### TEXTO FORNECIDO

3.1.12

NADA PARA LER!



Quem não sofreu já da "síndrome de Jacinto", aquela coisa que às vezes acontece antes de ir ler para a cama?

 (in: A CIDADE E AS SERRAS, Eça de Queirós, final do cap. VII)

«Suspirei, Jacinto preguiçava. E terminámos por remexer lan­guidamente os jornais que o mordomo trouxera, num monte facundo, sobre uma salva de prata — jornais de Paris, jornais de Londres, semanários, magazines, revistas, ilustrações... Jacinto desdobrava, arremessava: das revistas espreitava o sumário, logo farto; às ilustrações rasgava as folhas com o dedo indiferente, bocejando por cima das gravuras. Depois, mais estirado para o lume:

— É uma seca... Não há que ler. — E de repente, revoltado contra este fastio opressor que o escravizava, saltou da pol­trona com um arranque de quem despedaça algemas, e ficou ereto, dardejando em torno um olhar imperativo e duro, como se intimasse aquele seu 202, tão abarrotado de Civilização, a que por um momento sequer fornecesse à sua alma um inte­resse vivo, à sua vida um fugitivo gosto! Mas o 202 permane­ceu insensível: nem uma luz, para o animar, avivou o seu brilho mudo: só as vidraças tremeram sob o embate mais rude de água e vento.

[Registos de uma fonte de dados]

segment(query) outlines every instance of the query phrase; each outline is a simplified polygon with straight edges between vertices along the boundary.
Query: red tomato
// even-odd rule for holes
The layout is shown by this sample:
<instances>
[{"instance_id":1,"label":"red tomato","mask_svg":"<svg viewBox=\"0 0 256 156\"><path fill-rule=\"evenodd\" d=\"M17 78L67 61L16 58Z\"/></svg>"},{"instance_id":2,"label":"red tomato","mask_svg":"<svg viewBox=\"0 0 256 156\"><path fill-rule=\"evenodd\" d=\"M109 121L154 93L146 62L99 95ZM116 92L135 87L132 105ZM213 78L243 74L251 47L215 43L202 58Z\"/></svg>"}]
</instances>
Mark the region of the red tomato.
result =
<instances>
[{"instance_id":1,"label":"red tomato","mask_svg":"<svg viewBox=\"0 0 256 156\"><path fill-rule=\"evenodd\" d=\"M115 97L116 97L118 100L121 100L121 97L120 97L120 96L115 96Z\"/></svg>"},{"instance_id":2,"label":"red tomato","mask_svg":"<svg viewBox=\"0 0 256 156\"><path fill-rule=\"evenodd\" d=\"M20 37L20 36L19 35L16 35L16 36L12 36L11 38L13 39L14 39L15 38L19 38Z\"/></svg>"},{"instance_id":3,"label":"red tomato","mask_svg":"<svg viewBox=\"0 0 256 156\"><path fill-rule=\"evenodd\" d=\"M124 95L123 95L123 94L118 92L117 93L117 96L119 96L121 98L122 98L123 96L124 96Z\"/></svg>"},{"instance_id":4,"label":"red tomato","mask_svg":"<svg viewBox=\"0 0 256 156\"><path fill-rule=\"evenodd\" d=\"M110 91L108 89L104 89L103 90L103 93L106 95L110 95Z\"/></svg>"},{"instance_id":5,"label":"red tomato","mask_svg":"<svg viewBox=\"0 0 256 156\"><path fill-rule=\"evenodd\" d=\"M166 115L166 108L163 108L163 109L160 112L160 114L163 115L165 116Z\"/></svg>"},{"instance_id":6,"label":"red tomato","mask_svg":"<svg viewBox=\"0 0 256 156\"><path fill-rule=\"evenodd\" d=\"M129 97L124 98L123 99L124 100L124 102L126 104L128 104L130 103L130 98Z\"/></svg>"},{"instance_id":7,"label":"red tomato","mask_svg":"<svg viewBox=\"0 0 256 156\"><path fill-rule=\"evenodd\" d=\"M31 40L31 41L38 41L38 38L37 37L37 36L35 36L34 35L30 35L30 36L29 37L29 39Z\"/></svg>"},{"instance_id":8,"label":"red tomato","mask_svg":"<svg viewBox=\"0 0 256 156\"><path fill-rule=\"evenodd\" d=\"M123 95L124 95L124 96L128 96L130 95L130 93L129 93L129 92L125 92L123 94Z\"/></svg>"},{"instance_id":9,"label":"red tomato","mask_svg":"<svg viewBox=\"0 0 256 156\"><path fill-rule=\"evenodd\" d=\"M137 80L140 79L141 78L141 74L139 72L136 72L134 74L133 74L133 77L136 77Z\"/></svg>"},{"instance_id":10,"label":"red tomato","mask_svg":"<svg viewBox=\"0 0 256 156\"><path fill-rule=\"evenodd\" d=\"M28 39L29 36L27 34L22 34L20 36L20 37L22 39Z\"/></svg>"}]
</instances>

### O QUE SE PEDE
1 – Responda às perguntas seguintes com base no texto sobre Jacinto.
(a) Sobre que objeto o mordomo trouxe os jornais?
(b) De que cidades eram os jornais referidos?
(c) O que tremeu sob o embate mais rude de água e vento?
2 – Transcreva do texto sobre Jacinto o trecho que vai de "Quem não sofreu" até "do cap. VII)".
3 – Continue o texto sobre Jacinto a partir do ponto em que ele termina.

### PROBLEMAS RESOLVIDOS
1 –
(a) Sobre uma salva de prata.
(b) De Paris e de Londres.
(c) As vidraças.

2 –
Quem não sofreu já da "síndrome de Jacinto", aquela coisa que às vezes acontece antes de ir ler para a cama?

 (in: A CIDADE E AS SERRAS, Eça de Queirós, final do cap. VII)

3 –
Então o meu Príncipe, sucumbido, arrastou os passos até ao seu gabinete, começou a percorrer todos os aparelhos completadores e facilitadores da Vida — o seu Telégrafo, o seu Telefone, o seu Fonógrafo, o seu Radiómetro, o seu Grafofone, o seu Microfone, a sua Máquina de Escrever, a sua Máquina de Contar, a sua Imprensa Elétrica, a outra Magnética, todos os seus utensílios, todos os seus tubos, todos os seus fios... Assim um suplicante percorre altares donde espera socorro. E toda a sua sumptuosa Mecânica se conservou rígida, relu­zindo frigidamente, sem que uma roda girasse, nem uma lâmina vibrasse, para entreter o seu Senhor.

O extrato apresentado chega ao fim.